[[ Extract, beginning ]]

What It Was Like Inside Vienna Correctional Center During COVID‑19 (April–May 2020)
If you're trying to understand what your loved one went through during the first wave of COVID-19, these survey results paint a concrete picture of daily life inside Vienna Correctional Center. Vienna is a minimum-security prison that housed 1,103 adult men on the day of the monitoring visit. The survey collected 495 responses - 44.9% of the population. The findings below reflect what incarcerated people reported during the April 24–May 20, 2020 survey window. They're useful for understanding conditions at that time and for shaping the questions you might ask the facility now.
Soap access was hit or miss. In the COVID survey, 58.20% of Vienna respondents said they had enough soap to wash their hands regularly over the past week. But 38.36% said they didn't. That gap matters - handwashing only protects people when they can do it consistently, not just when supplies happen to be around.
Cleaning supplies for living spaces were even harder to come by. A striking 78.40% of respondents said they received no cleaning chemicals from IDOC to clean their cell or sleeping area that week. Picture someone trying to keep their bunk sanitary during an outbreak - without basic chemicals, they're stuck using whatever they can find through other channels.
Note: A sizable share of respondents said they didn't have enough soap, and most received no cleaning chemicals for their living area. If your loved one has mentioned hygiene frustrations from that time, these numbers help explain why.
One area that appeared more stable was shower access. In the survey, 94.97% of respondents said they could take a shower at least three times in the last week, which suggests most people were still able to keep up basic hygiene through showers even when cleaning supplies for cells were limited.

[[ Extract, end ]]
[[ Source information, beginning ]]

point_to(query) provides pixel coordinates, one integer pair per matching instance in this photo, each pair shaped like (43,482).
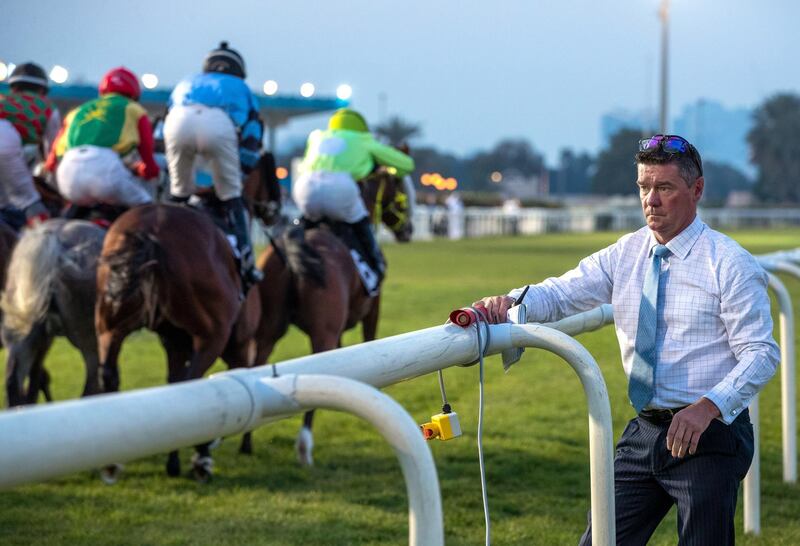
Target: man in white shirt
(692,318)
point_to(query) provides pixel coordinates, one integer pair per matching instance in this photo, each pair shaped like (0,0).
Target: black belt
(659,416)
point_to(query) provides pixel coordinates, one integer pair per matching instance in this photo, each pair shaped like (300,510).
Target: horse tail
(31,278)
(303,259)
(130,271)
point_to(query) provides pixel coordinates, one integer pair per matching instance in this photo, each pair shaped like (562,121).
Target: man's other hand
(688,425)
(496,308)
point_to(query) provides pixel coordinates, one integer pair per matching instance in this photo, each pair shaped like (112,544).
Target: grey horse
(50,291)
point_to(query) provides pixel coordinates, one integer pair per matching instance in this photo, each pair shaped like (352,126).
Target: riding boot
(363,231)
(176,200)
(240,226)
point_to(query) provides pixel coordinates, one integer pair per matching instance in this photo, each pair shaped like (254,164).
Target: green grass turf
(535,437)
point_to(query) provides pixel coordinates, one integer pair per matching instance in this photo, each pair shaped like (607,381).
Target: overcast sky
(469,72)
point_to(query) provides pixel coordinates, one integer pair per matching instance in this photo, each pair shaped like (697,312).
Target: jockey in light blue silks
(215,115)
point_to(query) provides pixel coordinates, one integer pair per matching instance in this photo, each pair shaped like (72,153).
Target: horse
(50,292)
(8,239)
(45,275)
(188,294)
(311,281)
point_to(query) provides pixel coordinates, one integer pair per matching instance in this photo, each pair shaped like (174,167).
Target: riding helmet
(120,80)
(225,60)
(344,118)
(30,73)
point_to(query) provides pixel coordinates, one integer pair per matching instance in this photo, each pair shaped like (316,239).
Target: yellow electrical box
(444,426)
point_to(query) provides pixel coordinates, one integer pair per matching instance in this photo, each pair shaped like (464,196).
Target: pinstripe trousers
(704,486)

[[ Source information, end ]]

- [Task A] According to the Vienna Correctional Center article, how many adult men did the prison house on the day of the monitoring visit?
- [Task B] Please retype the Vienna Correctional Center article starting with "What It Was" and going on through "the facility now.".
The records aren't needed here.

- [Exercise result A] 1,103

- [Exercise result B]
What It Was Like Inside Vienna Correctional Center During COVID‑19 (April–May 2020)
If you're trying to understand what your loved one went through during the first wave of COVID-19, these survey results paint a concrete picture of daily life inside Vienna Correctional Center. Vienna is a minimum-security prison that housed 1,103 adult men on the day of the monitoring visit. The survey collected 495 responses - 44.9% of the population. The findings below reflect what incarcerated people reported during the April 24–May 20, 2020 survey window. They're useful for understanding conditions at that time and for shaping the questions you might ask the facility now.